(RECORDS SUPPLIED)

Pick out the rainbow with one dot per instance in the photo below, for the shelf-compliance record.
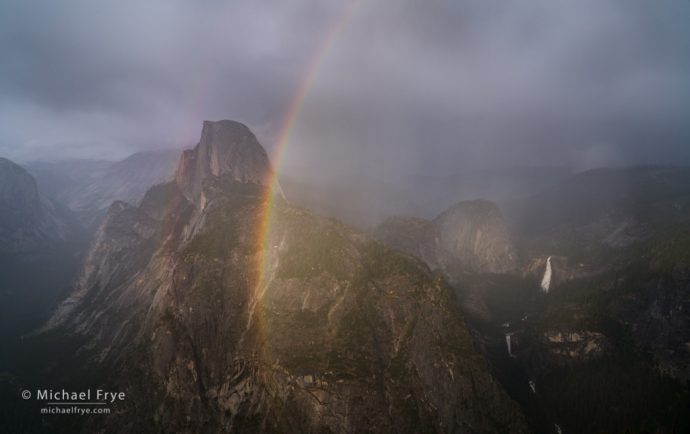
(286, 129)
(272, 191)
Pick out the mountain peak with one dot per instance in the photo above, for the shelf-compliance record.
(226, 149)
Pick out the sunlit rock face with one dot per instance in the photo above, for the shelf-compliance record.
(226, 149)
(470, 236)
(214, 322)
(29, 222)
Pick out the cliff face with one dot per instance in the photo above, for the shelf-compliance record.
(468, 237)
(212, 324)
(88, 188)
(226, 148)
(29, 222)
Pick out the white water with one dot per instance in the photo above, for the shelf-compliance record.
(546, 280)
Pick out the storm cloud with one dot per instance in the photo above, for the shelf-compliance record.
(405, 86)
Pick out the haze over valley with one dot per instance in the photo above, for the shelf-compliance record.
(345, 217)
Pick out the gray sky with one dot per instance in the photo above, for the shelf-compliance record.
(406, 87)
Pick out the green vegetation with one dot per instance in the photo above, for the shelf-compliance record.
(616, 394)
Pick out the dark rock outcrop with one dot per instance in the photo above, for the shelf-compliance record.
(213, 321)
(30, 222)
(470, 236)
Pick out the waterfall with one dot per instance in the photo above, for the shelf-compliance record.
(546, 280)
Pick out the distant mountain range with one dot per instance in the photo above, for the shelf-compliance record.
(562, 303)
(212, 325)
(609, 331)
(89, 187)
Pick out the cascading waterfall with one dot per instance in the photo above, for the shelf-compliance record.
(546, 280)
(509, 345)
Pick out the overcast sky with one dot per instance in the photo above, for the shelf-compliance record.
(406, 87)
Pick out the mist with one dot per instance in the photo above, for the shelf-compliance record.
(402, 91)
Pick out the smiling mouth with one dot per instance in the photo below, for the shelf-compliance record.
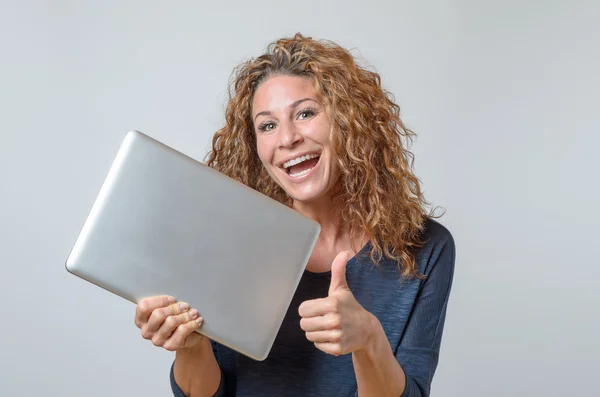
(302, 165)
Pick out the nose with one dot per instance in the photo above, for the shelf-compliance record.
(289, 135)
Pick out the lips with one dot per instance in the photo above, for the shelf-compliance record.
(302, 167)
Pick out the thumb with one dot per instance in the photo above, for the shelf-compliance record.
(338, 272)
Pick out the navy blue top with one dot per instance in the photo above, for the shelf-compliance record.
(412, 313)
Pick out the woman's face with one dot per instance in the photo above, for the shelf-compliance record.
(292, 135)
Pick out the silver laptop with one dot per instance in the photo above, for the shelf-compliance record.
(166, 224)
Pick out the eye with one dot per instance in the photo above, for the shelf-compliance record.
(306, 114)
(266, 127)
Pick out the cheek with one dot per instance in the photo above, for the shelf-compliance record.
(264, 153)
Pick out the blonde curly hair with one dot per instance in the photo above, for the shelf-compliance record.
(379, 196)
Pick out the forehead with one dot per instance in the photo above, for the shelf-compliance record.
(281, 91)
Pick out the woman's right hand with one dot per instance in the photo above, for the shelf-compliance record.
(168, 323)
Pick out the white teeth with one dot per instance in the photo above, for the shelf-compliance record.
(300, 173)
(298, 160)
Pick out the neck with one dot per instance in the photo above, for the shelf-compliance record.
(327, 214)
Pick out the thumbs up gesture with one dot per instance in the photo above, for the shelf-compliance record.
(337, 324)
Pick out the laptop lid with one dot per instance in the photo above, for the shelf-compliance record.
(166, 224)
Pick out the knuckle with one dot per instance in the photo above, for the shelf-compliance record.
(337, 336)
(157, 340)
(144, 306)
(334, 322)
(171, 322)
(168, 346)
(146, 334)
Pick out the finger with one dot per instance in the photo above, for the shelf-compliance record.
(178, 339)
(146, 306)
(169, 326)
(318, 307)
(329, 321)
(159, 315)
(338, 272)
(331, 336)
(335, 349)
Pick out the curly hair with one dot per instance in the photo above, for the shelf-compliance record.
(379, 196)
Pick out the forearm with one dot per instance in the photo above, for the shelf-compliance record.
(377, 370)
(196, 370)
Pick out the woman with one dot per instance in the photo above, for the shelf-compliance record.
(308, 127)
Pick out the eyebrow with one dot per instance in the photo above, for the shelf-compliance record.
(293, 105)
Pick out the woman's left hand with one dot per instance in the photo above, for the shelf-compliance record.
(337, 324)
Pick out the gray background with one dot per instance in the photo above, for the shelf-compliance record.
(504, 97)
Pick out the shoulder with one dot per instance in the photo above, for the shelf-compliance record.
(436, 250)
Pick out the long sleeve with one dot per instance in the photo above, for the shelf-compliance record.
(221, 392)
(419, 347)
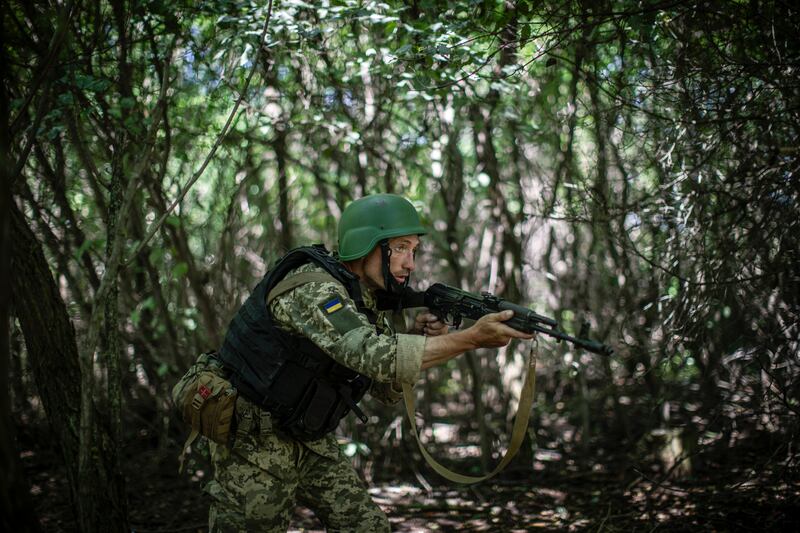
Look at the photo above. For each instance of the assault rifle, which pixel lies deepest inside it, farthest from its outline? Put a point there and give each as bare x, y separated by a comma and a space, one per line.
452, 305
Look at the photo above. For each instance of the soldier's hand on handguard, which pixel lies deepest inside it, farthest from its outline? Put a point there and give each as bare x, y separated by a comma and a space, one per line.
490, 331
429, 325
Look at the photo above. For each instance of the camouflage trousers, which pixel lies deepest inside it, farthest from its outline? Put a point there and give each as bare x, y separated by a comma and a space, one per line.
258, 482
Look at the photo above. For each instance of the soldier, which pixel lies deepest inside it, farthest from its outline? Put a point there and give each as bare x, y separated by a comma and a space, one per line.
304, 348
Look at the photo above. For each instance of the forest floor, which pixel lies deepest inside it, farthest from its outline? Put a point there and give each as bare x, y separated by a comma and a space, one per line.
752, 491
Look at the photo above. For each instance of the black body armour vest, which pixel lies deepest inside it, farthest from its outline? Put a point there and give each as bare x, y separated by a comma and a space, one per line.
306, 391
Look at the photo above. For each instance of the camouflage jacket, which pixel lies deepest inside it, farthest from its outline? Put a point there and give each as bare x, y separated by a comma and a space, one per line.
324, 313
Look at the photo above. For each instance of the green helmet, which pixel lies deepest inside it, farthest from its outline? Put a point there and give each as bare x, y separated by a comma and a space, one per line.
369, 220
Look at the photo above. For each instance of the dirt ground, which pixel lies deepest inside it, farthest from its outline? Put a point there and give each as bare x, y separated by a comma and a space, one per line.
755, 492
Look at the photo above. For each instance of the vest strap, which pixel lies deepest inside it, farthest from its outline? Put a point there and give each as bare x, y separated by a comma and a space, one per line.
292, 282
517, 433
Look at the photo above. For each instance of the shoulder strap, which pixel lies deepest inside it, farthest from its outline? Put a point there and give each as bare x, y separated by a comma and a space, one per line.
292, 282
517, 433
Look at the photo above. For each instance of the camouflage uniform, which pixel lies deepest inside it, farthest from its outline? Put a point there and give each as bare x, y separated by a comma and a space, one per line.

(DIRECTIONS FOR THIS TASK) The records above need to be reproduced exactly, with all images omitted.

(TASK RESULT)
Pick out the rainbow with one dot per instance in the photo below, for the shelf-compliance record.
(286, 129)
(272, 191)
Pick out the mountain peak with one dot per instance in the photo above, for the shelf-compliance record.
(226, 149)
Pick out the sunlit rock face with one dot per instance in the photo above, for the shelf-compliance record.
(226, 149)
(470, 236)
(214, 322)
(29, 222)
Pick out the cliff face with one dot per instance in the photo above, for the shelf-compliance record.
(468, 237)
(212, 324)
(88, 188)
(226, 148)
(29, 222)
Pick out the white water with one dot per instance in the photo above, for the shelf-compliance record.
(546, 280)
Pick out the storm cloud with one dot per instance in the photo above, for the shelf-compliance record.
(405, 86)
Pick out the haze over valley with one dot per instance in the photo above, for the shelf-compliance record.
(345, 217)
Pick out the gray sky with one dot per instance in the photo above, for the shelf-compliance record.
(406, 87)
Pick out the green vegetation with one dot per instance in the photo above, for the shelf-compliance record.
(616, 394)
Pick out the dark rock outcrop with one dot per instance in the photo above, for the shelf-compliance record.
(213, 321)
(30, 222)
(470, 236)
Pick out the waterfall with one dot per instance in the photo above, for the shelf-compliance record.
(546, 280)
Pick out the distant mountain range with one dot per instance in the photo above, for the shelf-compliance record.
(562, 303)
(212, 325)
(609, 331)
(89, 187)
Pick out the cascading waterfall with one dot per instance in the photo above, for the shelf-compliance record.
(546, 280)
(509, 345)
Pick out the overcast sky with one dot per instance in the photo above, for the shelf-compliance record.
(406, 87)
Pick out the mist with one dot per instance in the photo above, for the shelf-compliance record.
(402, 91)
Pick out the smiling mouth with one dot per instance in the photo below, for the shelf-compliance record.
(302, 165)
Pick out the nose with one dot per instance in the photo above, for the shelf-compliance record.
(289, 135)
Pick out the lips with one dot per instance in the photo above, for the shelf-compliance record.
(302, 167)
Pick out the thumb with one dot per instance in the photo above, for the shelf-compliance record.
(338, 272)
Pick out the navy blue top with one dot per instance in the photo above, for the shelf-compliance record.
(412, 313)
Pick out the woman's face with one dot per instance in the photo above, for the shelf-compliance record.
(292, 135)
Pick out the silver laptop with one dot per instance in the photo above, for the shelf-compliance record.
(166, 224)
Pick out the eye with one dot per instance in the photo above, for the shelf-compliance record.
(306, 114)
(266, 127)
Pick out the cheek with one dot per instance in the photo above, for the shelf-compliance record.
(264, 153)
Pick out the blonde curly hair with one dot per instance in the photo above, for the shelf-compliance record.
(379, 196)
Pick out the forehead with one dot per instance in the photo above, for the shelf-compliance record.
(281, 91)
Pick out the woman's right hand with one dot per instance in the photo above, for the shelf-compliance record.
(168, 323)
Pick out the white teeth with one dot per instance in the photo above, for the shelf-compliance record.
(300, 173)
(298, 160)
Pick out the neck with one dot per instance in the photo above, for the shelf-compliance record.
(327, 214)
Pick out the thumbs up gesture with one dot per instance in the photo above, for the shelf-compliance record.
(337, 324)
Pick out the laptop lid with one dot per instance in the photo above, for the shelf-compliance record.
(166, 224)
Pick out the knuckle with one dot per instance in the photo above, for the shelf-compliance record.
(337, 336)
(157, 340)
(144, 306)
(334, 322)
(171, 322)
(168, 346)
(146, 334)
Pick out the finger with one dot per instance in the photo above, for the shelf-compliance record.
(178, 339)
(146, 306)
(169, 326)
(318, 307)
(329, 321)
(159, 315)
(338, 272)
(331, 336)
(335, 349)
Pick out the curly hair with one dot per instance in the photo above, for the shelf-compliance record.
(379, 196)
Pick out the forearm with one dot per instance in the photo above, for the shelf-compliance record.
(377, 370)
(196, 370)
Pick out the woman with one dot per instance in the photo above, for the shelf-compliance record.
(308, 127)
Pick out the eyebrow with one dot per instance in the photo above, for the shelf-compliance record.
(293, 105)
Pick out the woman's left hand with one dot per instance in the photo above, for the shelf-compliance record.
(337, 324)
Pick out the gray background with one dot per instance in the photo above, for the shelf-compliance record.
(504, 97)
Pick out the shoulder with one dot per instance in the photo above, for the shelf-compliance record.
(436, 250)
Pick out the long sleeve with one dot per instance in the photo above, for the shelf-compliance record.
(221, 392)
(419, 347)
Look at the photo above. For each instance of the assault rifle, which pixel lies deepest inside it, farthest from its outline? Put a point there and give each as bare x, y separated by a comma and a space, one per line.
452, 305
Look at the photo above. For each instance of the soldier's hand on handguard, which pixel lies deepest inside it, farthest from its outline? Put a point there and give each as bare x, y separated by a comma and a space, one per line.
490, 331
429, 325
Look at the photo above. For each instance of the camouflage trousers, which pixel lies deepest inside it, farthest from its outline? Put a point there and give each as bare x, y separated by a comma and a space, one per line.
258, 482
Look at the photo above. For each instance of the soldier, which pixel lies deepest inside it, farthest from its outline? Put a point there and give each as bare x, y separated by a comma and a space, one per line.
304, 348
Look at the photo above. For each instance of the forest floor, which pixel lies deepest inside it, farthest from its outline? Put a point there and give each as bare x, y separated by a comma and a space, one per line.
752, 491
Look at the photo above. For each instance of the black body armour vest, which pixel lies deepest inside it, farthest from its outline? Put a point there and give each as bare x, y separated by a comma and a space, one per line.
306, 391
Look at the photo above. For each instance of the camouflage jacket, which pixel lies deepest inside it, farthest from its outline? Put a point there and give each as bare x, y separated by a comma and a space, one per line.
324, 313
Look at the photo above. For each instance of the green helmet, which pixel lies deepest inside it, farthest from its outline? Put a point there and give each as bare x, y separated by a comma and a space, one per line.
369, 220
Look at the photo above. For each instance of the dirt ground, which pixel lies deepest inside it, farthest from its outline? Put a point there and give each as bare x, y separated by a comma and a space, one per line.
755, 492
Look at the photo above. For each instance of the vest strap, which pixel lies deepest inside it, farthest from its outline? Put a point there and give each as bare x, y separated by a comma and a space, one per line.
292, 282
517, 433
Look at the photo above. For each instance of the shoulder strap, which pixel lies deepest inside it, farthest from its outline? Put a point there and give each as bare x, y separated by a comma and a space, one per line.
292, 282
517, 433
Look at the photo above. For each instance of the camouflage uniform, which pixel lies deepest inside it, farthest from its outline? Put a point there and give each as bare x, y separated by a comma and a space, one per line.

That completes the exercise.